***** The records

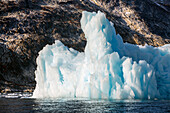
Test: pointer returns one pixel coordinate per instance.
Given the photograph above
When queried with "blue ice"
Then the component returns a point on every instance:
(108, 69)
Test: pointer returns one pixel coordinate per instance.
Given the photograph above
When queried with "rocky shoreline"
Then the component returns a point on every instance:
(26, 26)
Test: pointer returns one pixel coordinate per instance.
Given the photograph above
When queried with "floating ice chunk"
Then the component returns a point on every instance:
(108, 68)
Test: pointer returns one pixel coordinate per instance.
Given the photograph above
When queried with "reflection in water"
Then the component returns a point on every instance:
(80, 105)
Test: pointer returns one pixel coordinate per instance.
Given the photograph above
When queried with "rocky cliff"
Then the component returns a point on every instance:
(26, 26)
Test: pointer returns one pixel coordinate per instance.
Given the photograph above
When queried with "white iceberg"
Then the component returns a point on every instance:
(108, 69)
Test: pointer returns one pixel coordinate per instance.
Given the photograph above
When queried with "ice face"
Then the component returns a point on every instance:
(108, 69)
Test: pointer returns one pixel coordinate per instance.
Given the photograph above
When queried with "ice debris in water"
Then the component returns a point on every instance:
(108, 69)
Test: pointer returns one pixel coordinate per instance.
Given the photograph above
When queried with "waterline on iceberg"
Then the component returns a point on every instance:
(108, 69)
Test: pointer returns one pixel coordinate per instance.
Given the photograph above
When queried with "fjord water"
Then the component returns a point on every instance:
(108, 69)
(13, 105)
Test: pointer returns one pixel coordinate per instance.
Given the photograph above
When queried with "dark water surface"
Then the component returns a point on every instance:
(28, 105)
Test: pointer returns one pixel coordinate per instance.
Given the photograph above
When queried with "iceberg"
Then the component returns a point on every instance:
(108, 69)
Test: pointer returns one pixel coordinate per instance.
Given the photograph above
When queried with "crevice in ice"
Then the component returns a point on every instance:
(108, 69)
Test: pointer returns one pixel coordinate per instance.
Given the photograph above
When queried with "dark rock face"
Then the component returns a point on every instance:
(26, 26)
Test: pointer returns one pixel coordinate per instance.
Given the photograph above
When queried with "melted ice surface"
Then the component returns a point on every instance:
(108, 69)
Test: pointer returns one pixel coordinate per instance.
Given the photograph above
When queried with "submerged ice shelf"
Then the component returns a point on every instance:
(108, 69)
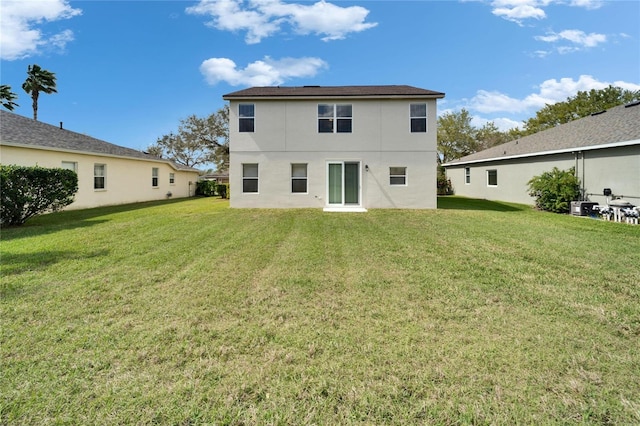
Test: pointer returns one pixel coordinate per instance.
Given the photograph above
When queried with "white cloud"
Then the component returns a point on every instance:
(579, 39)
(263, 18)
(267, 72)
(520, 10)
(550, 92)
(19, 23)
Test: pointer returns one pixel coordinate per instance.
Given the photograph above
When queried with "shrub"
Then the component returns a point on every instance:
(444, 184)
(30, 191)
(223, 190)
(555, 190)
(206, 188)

**********
***** The records

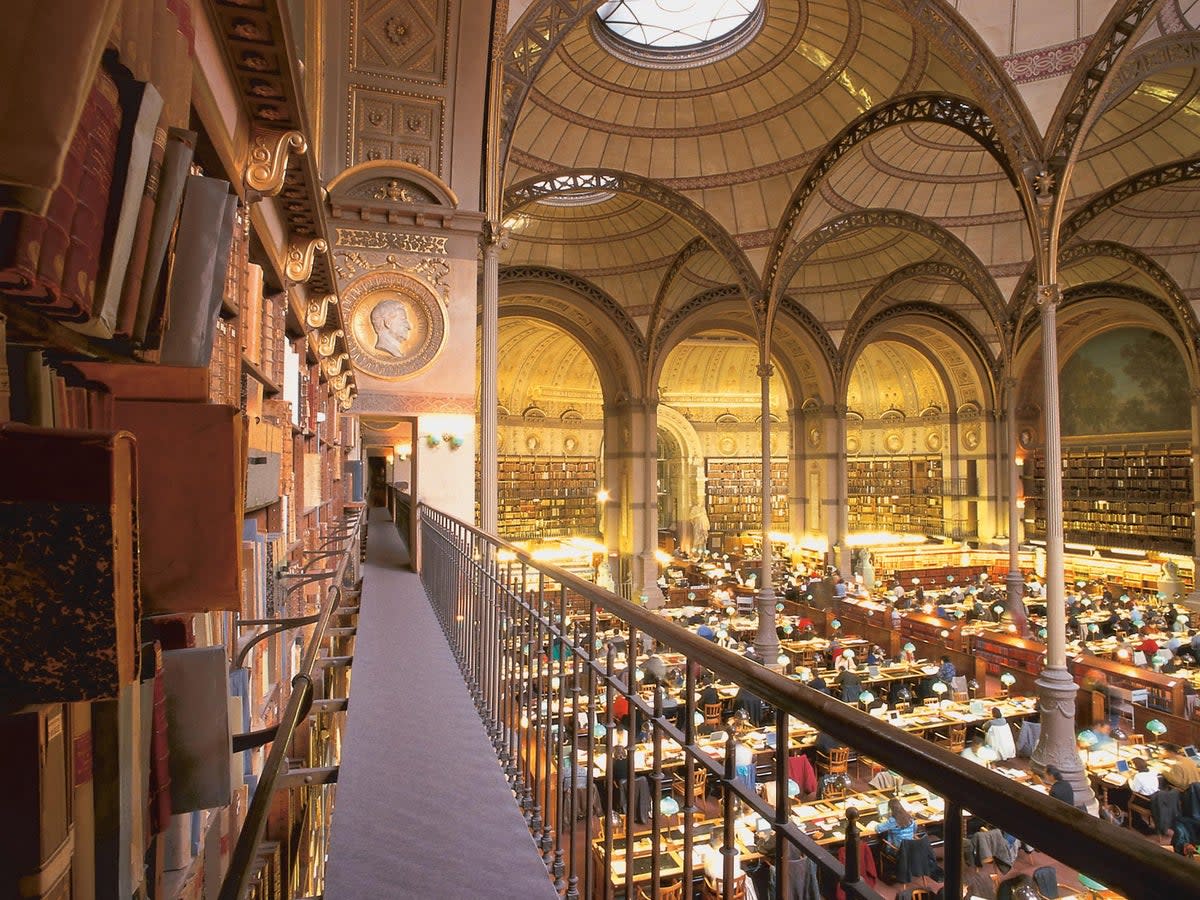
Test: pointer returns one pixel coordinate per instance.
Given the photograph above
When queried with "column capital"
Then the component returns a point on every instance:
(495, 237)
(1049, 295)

**********

Copy each line of the records above that contains the string "white", matching case exactly.

__Exercise answer__.
When queried with "white iceberg"
When queried with "white cloud"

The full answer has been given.